Zimmerli Art Museum

The Zimmerli Art Museum is one of the largest and most distiguished university-based museums in the country. It collects, preserves, researches, and exhibits world-class works of art to provide the university community and diverse regional, national, international audiences with direct experience of the visual arts. Scholarly activities make art accessible through exhibitions, publications, and educational programs.

Founded in 1966 as the Rutgers University Art Gallery, the Jane Voorhees Zimmerli Art Museum was established in 1983 in response to the growth of the permanent collection. The major benefactors for the construction of the museum were Ralph and Alan Voorhees, and the Zimmerli was named for their mother.

The museum is headquartered in a 70,000-square-foot facility and has a collection of 60,000 objects ranging from ancient to contemporary art and featuring particularly rich holdings in the areas of French art of the nineteenth century, Russian and Soviet Nonconformist Art, and American and European works on paper, including prints, drawings, photographs, and rare books.

PROVIDED RECORDS
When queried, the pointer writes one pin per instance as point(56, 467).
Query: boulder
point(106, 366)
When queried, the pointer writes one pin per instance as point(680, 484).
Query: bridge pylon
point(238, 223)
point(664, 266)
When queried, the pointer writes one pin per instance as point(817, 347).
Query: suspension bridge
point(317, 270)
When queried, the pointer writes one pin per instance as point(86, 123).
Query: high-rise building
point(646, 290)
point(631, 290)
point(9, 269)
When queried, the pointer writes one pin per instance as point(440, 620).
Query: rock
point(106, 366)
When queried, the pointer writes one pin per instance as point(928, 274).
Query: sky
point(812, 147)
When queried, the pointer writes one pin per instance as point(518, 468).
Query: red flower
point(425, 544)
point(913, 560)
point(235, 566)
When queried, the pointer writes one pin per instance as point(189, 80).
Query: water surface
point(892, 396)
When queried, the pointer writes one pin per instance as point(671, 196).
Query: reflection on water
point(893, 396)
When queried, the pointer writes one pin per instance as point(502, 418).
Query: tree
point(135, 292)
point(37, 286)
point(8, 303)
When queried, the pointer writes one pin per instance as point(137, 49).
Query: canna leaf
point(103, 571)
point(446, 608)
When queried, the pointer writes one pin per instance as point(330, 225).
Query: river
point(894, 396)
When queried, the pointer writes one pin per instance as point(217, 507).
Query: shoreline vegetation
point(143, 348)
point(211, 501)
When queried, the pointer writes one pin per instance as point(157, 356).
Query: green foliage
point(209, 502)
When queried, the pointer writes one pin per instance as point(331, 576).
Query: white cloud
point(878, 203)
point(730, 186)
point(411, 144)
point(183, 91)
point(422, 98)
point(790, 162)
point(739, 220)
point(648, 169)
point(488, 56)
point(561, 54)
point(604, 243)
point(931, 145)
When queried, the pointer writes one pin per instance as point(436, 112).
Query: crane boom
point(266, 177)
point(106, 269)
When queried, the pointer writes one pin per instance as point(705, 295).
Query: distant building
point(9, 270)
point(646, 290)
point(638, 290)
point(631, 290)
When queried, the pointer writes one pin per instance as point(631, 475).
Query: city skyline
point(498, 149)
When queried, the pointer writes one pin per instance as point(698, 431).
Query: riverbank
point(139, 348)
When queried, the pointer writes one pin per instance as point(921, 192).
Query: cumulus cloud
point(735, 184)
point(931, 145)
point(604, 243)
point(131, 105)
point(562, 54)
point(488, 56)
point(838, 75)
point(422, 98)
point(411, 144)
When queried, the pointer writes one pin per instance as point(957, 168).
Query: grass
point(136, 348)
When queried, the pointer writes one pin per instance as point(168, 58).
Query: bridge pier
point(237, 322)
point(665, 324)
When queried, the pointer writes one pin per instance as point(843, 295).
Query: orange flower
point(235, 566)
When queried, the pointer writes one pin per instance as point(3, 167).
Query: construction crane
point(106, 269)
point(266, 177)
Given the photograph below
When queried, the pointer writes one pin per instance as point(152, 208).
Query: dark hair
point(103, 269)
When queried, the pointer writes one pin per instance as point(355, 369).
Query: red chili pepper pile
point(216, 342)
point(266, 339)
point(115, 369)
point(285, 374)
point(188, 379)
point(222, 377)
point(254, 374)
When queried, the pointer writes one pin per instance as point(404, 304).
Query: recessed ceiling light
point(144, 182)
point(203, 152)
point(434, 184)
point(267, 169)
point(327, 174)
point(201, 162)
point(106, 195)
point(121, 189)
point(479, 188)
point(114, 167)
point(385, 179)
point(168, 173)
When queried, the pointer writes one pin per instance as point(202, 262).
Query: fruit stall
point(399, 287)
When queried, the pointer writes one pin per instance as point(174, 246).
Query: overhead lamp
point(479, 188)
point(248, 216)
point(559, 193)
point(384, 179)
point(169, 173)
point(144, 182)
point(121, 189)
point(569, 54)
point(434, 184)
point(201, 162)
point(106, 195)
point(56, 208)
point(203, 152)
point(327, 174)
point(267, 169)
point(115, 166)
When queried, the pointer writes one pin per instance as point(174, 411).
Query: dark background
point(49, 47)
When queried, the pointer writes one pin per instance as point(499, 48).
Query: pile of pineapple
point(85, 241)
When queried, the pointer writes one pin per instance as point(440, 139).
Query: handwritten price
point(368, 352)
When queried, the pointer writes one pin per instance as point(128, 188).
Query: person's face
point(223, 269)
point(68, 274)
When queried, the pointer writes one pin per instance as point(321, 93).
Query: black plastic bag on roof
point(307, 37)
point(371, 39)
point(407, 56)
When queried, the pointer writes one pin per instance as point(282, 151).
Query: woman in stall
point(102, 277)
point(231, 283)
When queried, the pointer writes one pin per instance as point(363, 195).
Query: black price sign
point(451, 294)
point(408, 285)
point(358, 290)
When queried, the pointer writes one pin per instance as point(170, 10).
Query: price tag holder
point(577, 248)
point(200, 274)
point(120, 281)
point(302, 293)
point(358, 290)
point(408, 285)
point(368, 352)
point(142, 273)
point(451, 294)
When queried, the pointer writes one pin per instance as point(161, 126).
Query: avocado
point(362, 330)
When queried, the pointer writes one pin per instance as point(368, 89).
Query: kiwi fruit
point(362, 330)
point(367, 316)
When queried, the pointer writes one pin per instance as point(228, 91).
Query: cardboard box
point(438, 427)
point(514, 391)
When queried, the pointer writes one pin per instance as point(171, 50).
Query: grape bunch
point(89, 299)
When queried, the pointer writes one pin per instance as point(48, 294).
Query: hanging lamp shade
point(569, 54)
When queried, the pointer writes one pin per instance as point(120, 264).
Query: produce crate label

WORK TO COMPLETE
Print the stretch of the Zimmerli Art Museum profile from "The Zimmerli Art" through "for their mother.". The lines play no part in the work on the Zimmerli Art Museum profile.

EXERCISE SOLUTION
The Zimmerli Art Museum is one of the largest and most distiguished university-based museums in the country. It collects, preserves, researches, and exhibits world-class works of art to provide the university community and diverse regional, national, international audiences with direct experience of the visual arts. Scholarly activities make art accessible through exhibitions, publications, and educational programs.

Founded in 1966 as the Rutgers University Art Gallery, the Jane Voorhees Zimmerli Art Museum was established in 1983 in response to the growth of the permanent collection. The major benefactors for the construction of the museum were Ralph and Alan Voorhees, and the Zimmerli was named for their mother.